**Tarefa proposta 1:** Segundo o texto sobre a placa do cemitério São Judas Tadeu, em que bairro fica esse cemitério?
**Tarefa proposta 2:** Continue o texto sobre a placa do cemitério São Judas Tadeu a partir da última frase apresentada.

**Trecho fornecido:**
────────────────

Placa de homenagem ao Soldado Constitucionalista

Um dos primeiros jazigos a serem notados pelos visitantes ao adentrarem no cemitério São Judas Tadeu, no bairro do Picanço – Guarulhos – SP, é o mausoléu da Polícia Militar (PM) do Estado.

Localizado a poucos metros adiante da entrada, à esquerda, eles certamente se aproximarão do jazigo para percebê-lo melhor. Notarão ao lado dele, na grama da quadra, uma pequena placa, na qual se lê:

AO SOLDADO CONSTITUCIONALISTA HOMENAGEM DO POVO DE GUARULHOS – 1975

Placa em Homenagem. Acervo: AAPAH/Julio Bueno

Considerando a sua localização, ao lado do mausoléu da PM, os visitantes certamente cogitarão que há soldados constitucionalistas sepultados no jazigo.

Afinal, nos eventos que rememoram a Revolução Constitucionalista de 1932, a PM paulista é um dos principais atores presentes nos atos em memória do conflito, visto que sua filiação, no ano de 1970, surgiu da unificação da Guarda Civil e da Força Pública de SP, corporação que lutou pela chamada causa paulista em 1932.

────────────────

**Dados fornecidos:**
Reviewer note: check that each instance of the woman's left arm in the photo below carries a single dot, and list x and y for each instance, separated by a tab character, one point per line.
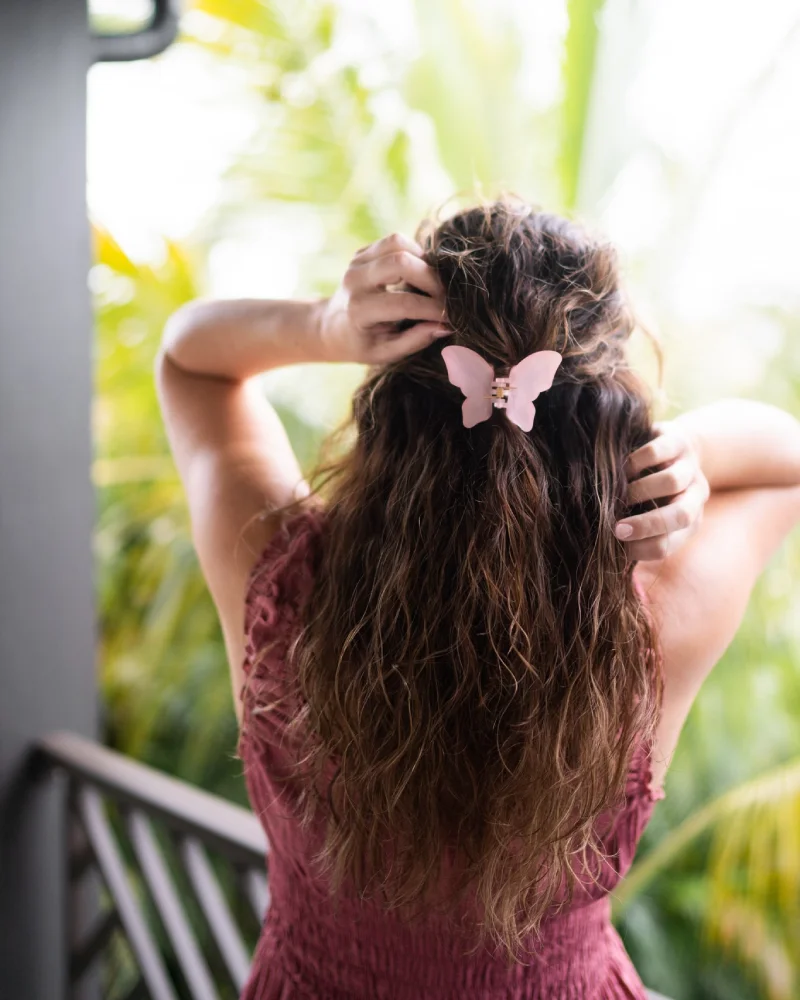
228	443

────────────────

**Resultado 1:** No bairro do Picanço, em Guarulhos (SP).

**Resultado 2:**
Pode reforçar tal ideia, um texto de um memorialista e membro da Academia de Letras Guarulhense1, que afirma que no espaço onde se encontram os monumentos citados, há soldados constitucionalistas inumados, em um artigo publicado na internet. 2

A placa remete à Revolução Constitucionalista de 1932, evento que a data magna do Estado de São Paulo, o dia 09 de julho de 1932, rememora e celebra.

Neste dia, segundo o ideário paulista, o Estado Bandeirante assumiu a missão de libertar o Brasil da ditadura, o assim chamado Governo Provisório de Getúlio Vargas, instituído após a Revolução de 1930.

Mausoléu da Policia Militar. Acervo: James Bispo.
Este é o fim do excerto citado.